Return each line below holding the string "dried".

----

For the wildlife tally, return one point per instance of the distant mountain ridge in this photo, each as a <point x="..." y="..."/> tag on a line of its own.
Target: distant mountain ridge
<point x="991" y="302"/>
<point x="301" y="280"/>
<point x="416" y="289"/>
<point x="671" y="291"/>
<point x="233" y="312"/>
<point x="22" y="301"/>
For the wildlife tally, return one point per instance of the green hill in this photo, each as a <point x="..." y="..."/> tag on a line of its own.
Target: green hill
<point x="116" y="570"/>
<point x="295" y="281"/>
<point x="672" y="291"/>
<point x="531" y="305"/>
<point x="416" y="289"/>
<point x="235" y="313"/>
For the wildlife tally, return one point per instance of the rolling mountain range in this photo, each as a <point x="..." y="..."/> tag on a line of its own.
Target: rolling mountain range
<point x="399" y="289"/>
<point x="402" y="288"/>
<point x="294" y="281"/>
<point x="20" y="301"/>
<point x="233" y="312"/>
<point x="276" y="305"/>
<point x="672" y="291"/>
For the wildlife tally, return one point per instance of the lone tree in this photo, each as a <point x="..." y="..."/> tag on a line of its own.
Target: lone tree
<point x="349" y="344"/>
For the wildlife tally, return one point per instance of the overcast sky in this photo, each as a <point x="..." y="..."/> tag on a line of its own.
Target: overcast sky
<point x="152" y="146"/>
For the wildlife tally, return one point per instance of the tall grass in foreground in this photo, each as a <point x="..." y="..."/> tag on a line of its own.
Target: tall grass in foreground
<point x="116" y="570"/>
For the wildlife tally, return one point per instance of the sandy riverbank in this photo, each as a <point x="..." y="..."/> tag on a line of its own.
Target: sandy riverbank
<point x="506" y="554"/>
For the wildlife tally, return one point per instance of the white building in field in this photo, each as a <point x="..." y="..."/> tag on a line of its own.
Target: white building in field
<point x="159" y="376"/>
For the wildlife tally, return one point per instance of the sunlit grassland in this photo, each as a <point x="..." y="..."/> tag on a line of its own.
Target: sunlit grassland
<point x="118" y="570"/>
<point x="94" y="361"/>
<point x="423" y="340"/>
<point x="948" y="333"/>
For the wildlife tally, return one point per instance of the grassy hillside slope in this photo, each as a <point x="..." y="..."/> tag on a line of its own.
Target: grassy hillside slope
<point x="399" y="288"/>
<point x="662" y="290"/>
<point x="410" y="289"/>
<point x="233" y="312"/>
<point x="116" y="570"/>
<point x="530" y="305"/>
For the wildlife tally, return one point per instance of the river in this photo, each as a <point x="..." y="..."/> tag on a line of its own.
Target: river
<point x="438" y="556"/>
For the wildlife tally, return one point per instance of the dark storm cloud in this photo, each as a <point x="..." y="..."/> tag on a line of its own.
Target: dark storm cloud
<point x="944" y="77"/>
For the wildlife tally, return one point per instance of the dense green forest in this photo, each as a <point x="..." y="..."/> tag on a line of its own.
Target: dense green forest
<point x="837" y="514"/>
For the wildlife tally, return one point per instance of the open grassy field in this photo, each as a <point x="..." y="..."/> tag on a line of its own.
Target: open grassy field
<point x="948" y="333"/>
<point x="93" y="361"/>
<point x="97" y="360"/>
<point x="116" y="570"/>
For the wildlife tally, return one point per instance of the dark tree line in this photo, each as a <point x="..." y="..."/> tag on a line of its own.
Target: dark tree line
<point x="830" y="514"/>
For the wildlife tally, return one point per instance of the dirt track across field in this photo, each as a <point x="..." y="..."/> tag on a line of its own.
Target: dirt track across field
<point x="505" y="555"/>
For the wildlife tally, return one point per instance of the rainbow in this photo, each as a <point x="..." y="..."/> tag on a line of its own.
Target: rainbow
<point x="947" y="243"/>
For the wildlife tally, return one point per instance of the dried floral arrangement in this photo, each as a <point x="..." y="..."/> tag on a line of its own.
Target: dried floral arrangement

----

▸ Your response
For the wildlife tally, return one point per instance of the dried floral arrangement in this photo, each as a <point x="..." y="..."/> tag on a line of its own.
Target: dried floral arrangement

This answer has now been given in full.